**Exercise**
Edit the records so that each "Localization Form" becomes "Detection Form", keeping every other part of the lines unchanged.

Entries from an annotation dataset
──────────

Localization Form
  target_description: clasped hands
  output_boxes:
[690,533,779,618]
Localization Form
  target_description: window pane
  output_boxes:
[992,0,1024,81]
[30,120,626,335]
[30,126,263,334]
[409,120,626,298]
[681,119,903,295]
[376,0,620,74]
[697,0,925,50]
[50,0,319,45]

──────────

**Output for this task**
Detection Form
  target_description: clasped hands
  output_boxes:
[690,533,779,618]
Detection Form
  target_description: window pane
  output_boxes:
[992,0,1024,81]
[30,120,626,335]
[30,126,263,334]
[409,120,626,298]
[681,119,903,295]
[376,0,620,74]
[697,0,925,50]
[50,0,319,45]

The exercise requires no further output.